[What this task involves] What the task needs is every record repeated exactly, nothing more.
Dataset extract START
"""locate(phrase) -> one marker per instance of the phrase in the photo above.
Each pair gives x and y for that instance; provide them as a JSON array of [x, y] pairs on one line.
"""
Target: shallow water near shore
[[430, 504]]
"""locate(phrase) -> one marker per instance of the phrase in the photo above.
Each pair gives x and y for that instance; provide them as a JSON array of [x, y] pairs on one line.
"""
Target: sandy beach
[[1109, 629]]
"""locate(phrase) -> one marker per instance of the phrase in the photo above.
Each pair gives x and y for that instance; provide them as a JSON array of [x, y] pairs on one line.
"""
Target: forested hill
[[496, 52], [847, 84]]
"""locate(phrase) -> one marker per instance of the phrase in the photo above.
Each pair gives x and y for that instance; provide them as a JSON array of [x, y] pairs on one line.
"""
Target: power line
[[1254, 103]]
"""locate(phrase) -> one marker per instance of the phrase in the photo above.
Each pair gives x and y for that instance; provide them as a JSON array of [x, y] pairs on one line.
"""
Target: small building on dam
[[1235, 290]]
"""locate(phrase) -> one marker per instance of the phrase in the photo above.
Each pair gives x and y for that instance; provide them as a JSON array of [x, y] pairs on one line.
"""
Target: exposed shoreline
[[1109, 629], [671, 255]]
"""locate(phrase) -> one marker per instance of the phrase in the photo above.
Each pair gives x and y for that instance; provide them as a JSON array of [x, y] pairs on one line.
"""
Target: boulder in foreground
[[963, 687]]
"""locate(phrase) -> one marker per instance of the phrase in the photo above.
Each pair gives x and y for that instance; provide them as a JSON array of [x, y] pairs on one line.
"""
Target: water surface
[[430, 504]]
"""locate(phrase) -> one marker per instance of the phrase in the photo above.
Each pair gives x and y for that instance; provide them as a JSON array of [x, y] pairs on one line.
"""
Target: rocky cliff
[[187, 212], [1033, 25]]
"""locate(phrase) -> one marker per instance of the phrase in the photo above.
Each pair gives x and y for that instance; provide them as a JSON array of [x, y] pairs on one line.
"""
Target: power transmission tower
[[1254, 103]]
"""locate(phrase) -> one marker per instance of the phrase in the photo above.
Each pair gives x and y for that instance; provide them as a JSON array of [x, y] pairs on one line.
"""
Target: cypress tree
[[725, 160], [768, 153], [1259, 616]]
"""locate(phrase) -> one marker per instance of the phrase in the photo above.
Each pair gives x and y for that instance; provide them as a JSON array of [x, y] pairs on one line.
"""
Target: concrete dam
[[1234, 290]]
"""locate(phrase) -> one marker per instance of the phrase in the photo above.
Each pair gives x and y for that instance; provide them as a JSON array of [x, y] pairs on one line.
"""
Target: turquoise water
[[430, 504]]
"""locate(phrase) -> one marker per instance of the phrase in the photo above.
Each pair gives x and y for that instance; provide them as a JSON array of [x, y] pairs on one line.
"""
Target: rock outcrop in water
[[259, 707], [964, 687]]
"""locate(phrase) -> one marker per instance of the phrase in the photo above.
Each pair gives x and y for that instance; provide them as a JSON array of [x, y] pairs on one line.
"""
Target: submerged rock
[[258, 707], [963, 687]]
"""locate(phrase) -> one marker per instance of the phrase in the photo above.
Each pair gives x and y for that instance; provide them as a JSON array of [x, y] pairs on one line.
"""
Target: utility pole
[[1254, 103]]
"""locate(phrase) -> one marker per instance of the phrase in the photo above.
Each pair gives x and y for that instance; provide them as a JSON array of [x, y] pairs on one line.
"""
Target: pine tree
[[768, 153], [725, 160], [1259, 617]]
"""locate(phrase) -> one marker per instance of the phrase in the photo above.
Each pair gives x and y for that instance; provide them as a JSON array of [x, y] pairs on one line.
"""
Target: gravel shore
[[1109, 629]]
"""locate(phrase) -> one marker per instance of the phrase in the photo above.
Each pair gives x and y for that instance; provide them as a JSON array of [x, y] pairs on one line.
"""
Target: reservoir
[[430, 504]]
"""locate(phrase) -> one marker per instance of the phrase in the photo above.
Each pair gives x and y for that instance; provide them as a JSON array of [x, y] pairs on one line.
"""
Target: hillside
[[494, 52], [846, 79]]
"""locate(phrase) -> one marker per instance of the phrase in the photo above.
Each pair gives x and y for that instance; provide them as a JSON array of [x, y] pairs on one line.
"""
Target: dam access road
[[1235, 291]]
Dataset extract END
[Response box]
"""locate(phrase) -> one marker per instance of the phrase in the photo above.
Each pair gives x and y for that instance; provide them as a JSON array of [x, y] pairs on one line.
"""
Target: shallow water near shore
[[430, 504]]
"""locate(phrase) -> one marker per instance of the phrase in the photo above.
Each pair gives x and y for that instance; provide them as a JSON array of [x, y] pairs on one line.
"""
Target: sandy beach
[[1109, 629]]
"""locate(phrase) -> one marker per instance of the phrase in the photo above.
Each pair gives x and y for that instance; provide them as a JSON array of [x, y] pairs on one line.
"""
Target: forested hill
[[496, 52], [847, 84]]
"""locate(phrase) -> one marker per instance of the phrase in the photo above.
Each pair gives x and y for that instance; provide them as a JSON array of [x, y] pairs on one line.
"""
Target: power line
[[1254, 103]]
"""locate(phrase) -> one marker per instance of the phrase in the photo above.
Each pair gives x and y for that instance; provide them as a JSON array of [x, y] pairs on one line.
"""
Target: small building on dam
[[1235, 290]]
"""locate(phrase) -> one marker per instance of the phrase in the photo above.
Each pair gives x and y for that instance; provide them as a JSON array of [x, y] pairs on one line.
"""
Target: exposed shoreline
[[1109, 629], [671, 255]]
"""locate(phrase) -> one marker per instance of the phrase in the photo above.
Each pair gives x and y for that instance; provide them as a JSON array of [x, y] pairs on one line.
"""
Target: boulder in foreground
[[963, 687]]
"""locate(phrase) -> one marker per instance of the phrase in the photo above.
Each pair gives x and y for that instance; provide them as a JSON array of [x, y] pairs on one line.
"""
Target: water surface
[[430, 504]]
"""locate(phrase) -> one marker per instance of the phrase in the photo above.
Each pair gives x and y for that instance; provide them as a JSON array of [x, y] pairs on one line.
"""
Target: rocky cliff
[[187, 212], [1033, 25]]
"""locate(phrase) -> one marker per instance of the phrase in the photo above.
Each pair gives x and y for that instance; provide them as a JSON array of [x, y] pairs on one line.
"""
Target: power transmission tower
[[1254, 103]]
"""locate(phrase) -> one marker per instance of the phrase in the photo above.
Each pair gives x and y for that instance; provide them as a JSON array of [x, y] pairs on one line.
"""
Target: cypress tree
[[725, 160], [768, 153], [1259, 616]]
"""locate(phrase) -> one marker per instance of the phrase in the photo above.
Each pair gives x and y for that instance; provide them as a JSON array of [x, y] pairs on one line.
"""
Target: concrete dam
[[1234, 290]]
"""locate(phrase) -> one marker per instance of the phrase in the photo above.
Each pair gives x and y for that instance; provide them as a JSON array of [x, y] pairs on one line.
"""
Target: turquoise water
[[430, 504]]
"""locate(phrase) -> one marker per instance of the phrase in the photo above.
Each pair gives x and y for that instance; provide them as a JSON array of [x, y] pairs on one line.
"""
Target: rock outcrop in water
[[259, 707], [964, 687]]
"""locate(phrase) -> one marker per instance of the phrase in the photo above.
Each pair gives x and y for that instance; provide them as a JSON array of [x, y] pairs on one line.
"""
Target: submerged rock
[[258, 707], [963, 687]]
"""locate(phrase) -> one marker per instance of the phrase in the photo above.
Each pair gives x and y for that instance; provide them as a JSON array of [x, y] pairs on one line.
"""
Target: utility pole
[[1254, 103]]
"""locate(phrase) -> one marker per instance of the phrase in the photo above.
Each pair gives x and y for that instance; provide them as a JSON array of [x, y] pairs on one line.
"""
Target: pine tree
[[768, 153], [725, 160], [1259, 617]]
"""locate(phrase) -> one marker per instance of the phrase in the photo above.
Each pair gives x and y for that instance; provide them as a JSON array of [x, y] pairs on one line.
"""
Target: gravel shore
[[1109, 629]]
"""locate(phrase) -> one marker per instance of the phrase in the photo above.
Each pair gives x and y for that instance; provide them as a JSON array of [x, y] pairs on one line.
"""
Target: reservoir
[[430, 504]]
"""locate(phrase) -> one marker per instance of the phrase in the photo above.
Each pair gives x and y for that instance; provide them as a JSON array of [x, y] pairs on one line.
"""
Target: hillside
[[494, 52], [846, 79]]
"""locate(phrase) -> one marker per instance of the phrase in the photo above.
Each pair gives x and y for that instance; provide them as a JSON array of [x, y] pairs on one line.
"""
Target: dam access road
[[1235, 291]]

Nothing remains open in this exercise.